**** Source material ****
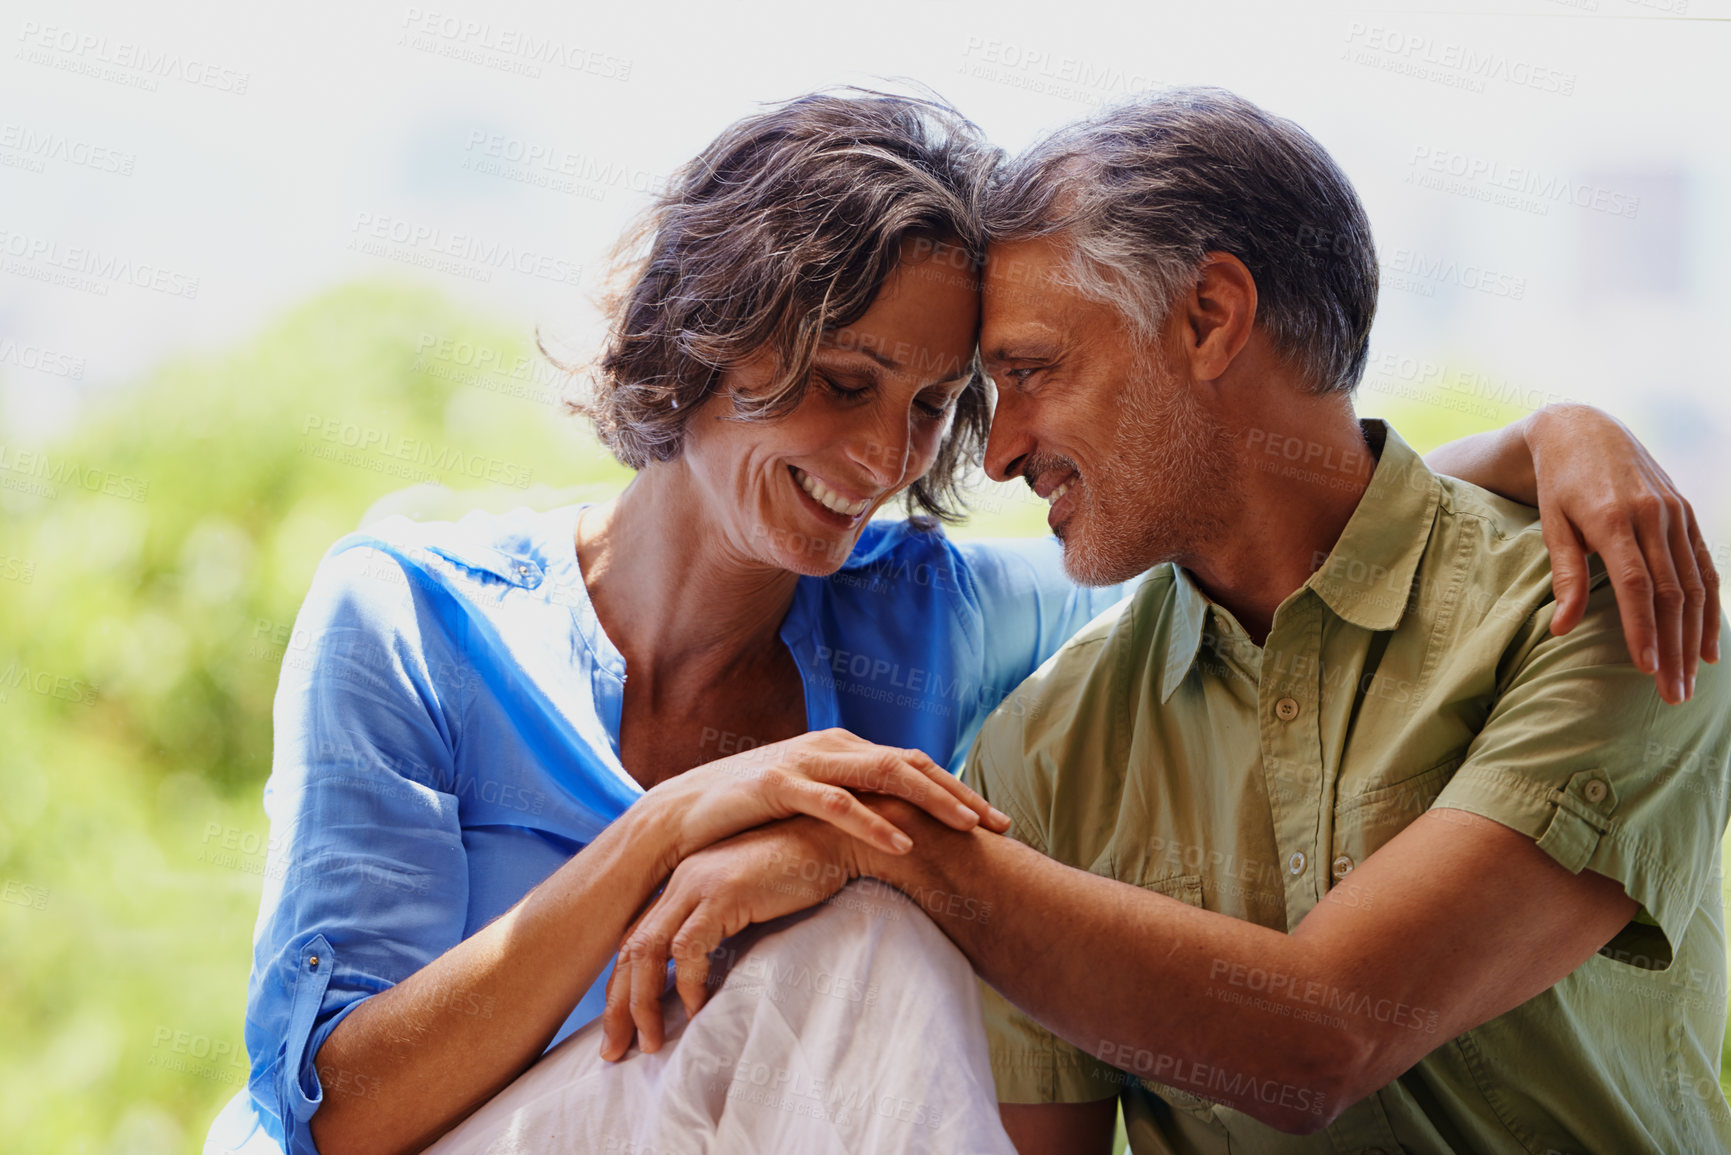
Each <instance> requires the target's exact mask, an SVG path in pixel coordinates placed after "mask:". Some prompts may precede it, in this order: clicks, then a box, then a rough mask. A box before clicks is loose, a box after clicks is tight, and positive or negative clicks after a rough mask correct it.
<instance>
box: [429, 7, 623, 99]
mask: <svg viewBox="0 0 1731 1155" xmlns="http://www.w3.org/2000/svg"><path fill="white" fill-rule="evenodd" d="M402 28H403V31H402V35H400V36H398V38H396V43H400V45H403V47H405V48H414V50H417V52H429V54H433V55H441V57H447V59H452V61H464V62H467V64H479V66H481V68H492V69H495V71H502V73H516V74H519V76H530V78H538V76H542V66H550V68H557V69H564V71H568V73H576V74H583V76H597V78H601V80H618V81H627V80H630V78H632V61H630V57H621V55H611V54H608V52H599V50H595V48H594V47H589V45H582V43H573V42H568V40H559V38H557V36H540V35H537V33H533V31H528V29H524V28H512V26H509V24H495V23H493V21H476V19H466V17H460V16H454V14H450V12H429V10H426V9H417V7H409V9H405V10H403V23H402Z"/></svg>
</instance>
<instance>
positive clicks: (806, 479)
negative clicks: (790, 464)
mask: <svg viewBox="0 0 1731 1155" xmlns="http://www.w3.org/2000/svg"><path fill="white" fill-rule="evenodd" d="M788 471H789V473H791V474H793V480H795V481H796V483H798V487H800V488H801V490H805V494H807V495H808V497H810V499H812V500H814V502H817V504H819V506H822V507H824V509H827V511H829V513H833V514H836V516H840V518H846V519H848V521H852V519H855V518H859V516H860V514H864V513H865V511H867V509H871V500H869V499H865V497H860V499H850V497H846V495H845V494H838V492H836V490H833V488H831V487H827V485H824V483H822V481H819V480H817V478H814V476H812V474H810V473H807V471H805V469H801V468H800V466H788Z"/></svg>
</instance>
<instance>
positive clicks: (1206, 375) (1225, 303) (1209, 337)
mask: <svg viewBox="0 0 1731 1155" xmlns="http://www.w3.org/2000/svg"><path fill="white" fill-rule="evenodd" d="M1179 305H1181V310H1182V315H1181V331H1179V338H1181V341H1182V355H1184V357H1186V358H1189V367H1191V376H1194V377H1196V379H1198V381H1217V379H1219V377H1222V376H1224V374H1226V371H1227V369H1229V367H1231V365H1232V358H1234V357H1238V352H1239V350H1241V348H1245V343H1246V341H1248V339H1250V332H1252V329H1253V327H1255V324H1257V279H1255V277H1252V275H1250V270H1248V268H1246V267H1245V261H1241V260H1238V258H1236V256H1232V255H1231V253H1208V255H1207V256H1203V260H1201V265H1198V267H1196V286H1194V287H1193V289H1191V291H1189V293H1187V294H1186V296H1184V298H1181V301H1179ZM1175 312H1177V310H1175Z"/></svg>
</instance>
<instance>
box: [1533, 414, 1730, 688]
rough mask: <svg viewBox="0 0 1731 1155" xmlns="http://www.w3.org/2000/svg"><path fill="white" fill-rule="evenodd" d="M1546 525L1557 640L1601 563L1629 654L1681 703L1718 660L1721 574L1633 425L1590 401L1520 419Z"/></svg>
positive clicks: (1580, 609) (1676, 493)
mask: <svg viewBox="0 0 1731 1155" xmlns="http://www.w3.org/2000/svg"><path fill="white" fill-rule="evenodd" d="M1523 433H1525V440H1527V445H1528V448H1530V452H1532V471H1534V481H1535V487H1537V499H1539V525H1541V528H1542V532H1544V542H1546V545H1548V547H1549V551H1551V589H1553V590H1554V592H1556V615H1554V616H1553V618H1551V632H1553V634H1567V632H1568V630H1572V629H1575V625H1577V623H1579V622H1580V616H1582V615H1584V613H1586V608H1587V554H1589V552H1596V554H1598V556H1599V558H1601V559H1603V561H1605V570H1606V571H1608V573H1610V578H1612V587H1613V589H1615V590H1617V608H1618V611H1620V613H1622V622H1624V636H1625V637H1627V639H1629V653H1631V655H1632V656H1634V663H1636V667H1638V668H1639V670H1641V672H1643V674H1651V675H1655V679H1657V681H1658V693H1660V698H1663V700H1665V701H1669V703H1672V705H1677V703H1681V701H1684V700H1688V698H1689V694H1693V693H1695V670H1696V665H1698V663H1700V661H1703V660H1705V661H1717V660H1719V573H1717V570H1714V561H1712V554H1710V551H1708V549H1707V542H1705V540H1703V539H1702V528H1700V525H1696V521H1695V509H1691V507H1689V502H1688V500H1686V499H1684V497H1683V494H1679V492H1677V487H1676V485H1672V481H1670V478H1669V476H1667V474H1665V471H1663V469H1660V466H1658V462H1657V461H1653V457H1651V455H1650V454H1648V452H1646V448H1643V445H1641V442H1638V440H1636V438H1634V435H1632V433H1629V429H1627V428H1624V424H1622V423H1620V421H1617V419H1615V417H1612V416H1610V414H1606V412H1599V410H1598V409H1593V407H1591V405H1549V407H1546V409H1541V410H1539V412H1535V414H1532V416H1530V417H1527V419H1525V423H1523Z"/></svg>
****
**** Source material ****
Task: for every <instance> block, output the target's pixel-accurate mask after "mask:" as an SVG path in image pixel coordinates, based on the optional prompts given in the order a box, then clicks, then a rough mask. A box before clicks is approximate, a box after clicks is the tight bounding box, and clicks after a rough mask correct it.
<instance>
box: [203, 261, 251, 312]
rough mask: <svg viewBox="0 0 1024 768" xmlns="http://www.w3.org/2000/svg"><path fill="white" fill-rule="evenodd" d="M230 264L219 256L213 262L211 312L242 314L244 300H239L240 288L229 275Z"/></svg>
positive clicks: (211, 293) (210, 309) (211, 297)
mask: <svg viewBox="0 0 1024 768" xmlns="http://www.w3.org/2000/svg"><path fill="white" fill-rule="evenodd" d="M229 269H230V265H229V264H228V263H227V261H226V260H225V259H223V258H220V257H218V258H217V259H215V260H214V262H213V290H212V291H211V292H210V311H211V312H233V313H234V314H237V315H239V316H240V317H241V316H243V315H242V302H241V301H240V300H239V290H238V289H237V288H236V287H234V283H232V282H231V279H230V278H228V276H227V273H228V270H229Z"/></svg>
****
**** Source material ****
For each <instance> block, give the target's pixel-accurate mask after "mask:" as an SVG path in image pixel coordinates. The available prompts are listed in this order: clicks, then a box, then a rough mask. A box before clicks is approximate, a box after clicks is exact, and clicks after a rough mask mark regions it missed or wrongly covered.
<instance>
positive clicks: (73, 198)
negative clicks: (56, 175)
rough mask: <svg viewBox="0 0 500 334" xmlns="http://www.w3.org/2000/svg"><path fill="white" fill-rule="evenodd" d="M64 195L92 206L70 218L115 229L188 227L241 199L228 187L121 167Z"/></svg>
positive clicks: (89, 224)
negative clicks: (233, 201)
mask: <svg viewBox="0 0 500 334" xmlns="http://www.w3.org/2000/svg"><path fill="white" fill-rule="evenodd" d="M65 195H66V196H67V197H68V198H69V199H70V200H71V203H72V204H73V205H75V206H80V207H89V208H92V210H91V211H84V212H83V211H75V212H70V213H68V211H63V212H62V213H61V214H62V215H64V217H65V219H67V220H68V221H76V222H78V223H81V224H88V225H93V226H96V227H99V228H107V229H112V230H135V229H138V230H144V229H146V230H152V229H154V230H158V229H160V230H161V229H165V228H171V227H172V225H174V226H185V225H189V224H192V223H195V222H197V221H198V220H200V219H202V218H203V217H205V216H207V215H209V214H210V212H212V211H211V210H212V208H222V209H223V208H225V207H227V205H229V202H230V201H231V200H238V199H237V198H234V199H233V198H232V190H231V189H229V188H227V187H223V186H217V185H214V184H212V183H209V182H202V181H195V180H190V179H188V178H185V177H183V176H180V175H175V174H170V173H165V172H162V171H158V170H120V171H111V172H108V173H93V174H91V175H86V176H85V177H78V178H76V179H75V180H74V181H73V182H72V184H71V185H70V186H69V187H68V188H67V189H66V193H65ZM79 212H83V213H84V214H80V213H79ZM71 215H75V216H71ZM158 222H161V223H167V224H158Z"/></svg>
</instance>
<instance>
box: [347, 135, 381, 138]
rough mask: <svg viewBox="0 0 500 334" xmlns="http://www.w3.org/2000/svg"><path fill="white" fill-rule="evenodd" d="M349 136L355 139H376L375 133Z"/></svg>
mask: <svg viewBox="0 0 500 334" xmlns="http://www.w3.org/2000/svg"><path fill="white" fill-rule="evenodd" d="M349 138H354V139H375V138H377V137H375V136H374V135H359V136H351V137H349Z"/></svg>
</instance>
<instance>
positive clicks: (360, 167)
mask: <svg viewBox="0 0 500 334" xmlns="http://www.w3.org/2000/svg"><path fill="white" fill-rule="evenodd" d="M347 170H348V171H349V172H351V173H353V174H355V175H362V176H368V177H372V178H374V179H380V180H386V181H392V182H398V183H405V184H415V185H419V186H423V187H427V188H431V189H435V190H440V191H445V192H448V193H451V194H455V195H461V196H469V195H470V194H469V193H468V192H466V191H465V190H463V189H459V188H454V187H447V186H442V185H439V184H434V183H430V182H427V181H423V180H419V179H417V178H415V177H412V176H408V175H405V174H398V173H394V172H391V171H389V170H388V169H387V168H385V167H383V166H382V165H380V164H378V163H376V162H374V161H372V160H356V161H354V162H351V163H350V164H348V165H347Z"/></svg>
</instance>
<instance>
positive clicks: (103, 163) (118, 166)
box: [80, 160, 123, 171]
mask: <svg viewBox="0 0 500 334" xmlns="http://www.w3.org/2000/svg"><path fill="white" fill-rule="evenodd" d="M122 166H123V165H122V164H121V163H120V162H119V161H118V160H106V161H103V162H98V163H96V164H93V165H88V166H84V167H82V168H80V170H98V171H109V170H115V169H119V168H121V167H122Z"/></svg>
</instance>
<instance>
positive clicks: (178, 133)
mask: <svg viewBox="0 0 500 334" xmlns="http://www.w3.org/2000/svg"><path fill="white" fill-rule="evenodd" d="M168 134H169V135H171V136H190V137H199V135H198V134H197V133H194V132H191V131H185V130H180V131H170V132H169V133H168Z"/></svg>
****
## Problem to solve:
Please collect every line of the items above that contains the word "before". Case counts.

## Solution for this problem:
Each <instance> requires the target's exact mask, an SVG path in pixel coordinates placed after "mask:". Some prompts may precede it, in this order: clicks, then a box, then a rough mask. A box before clicks is loose, a box after clicks is tight, and positive or negative clicks after a rough mask correct it.
Task: for every <instance> block, output the target's pixel-accurate mask after "mask:" as an SVG path in image pixel coordinates, based on the optional prompts given in the order a box, then clicks, then a rough mask. A box before clicks is approximate, a box after clicks is the tight bounding box, and clicks after a rough mask correct it.
For each <instance> block, give the target's pixel-accurate mask after "mask:" as an SVG path in image pixel coordinates. The available prompts are listed in this order: clicks, then a box, then a rough mask. A box before clicks is approximate, a box after clicks is exact, and clicks after a rough mask mark regions it missed or wrongly covered.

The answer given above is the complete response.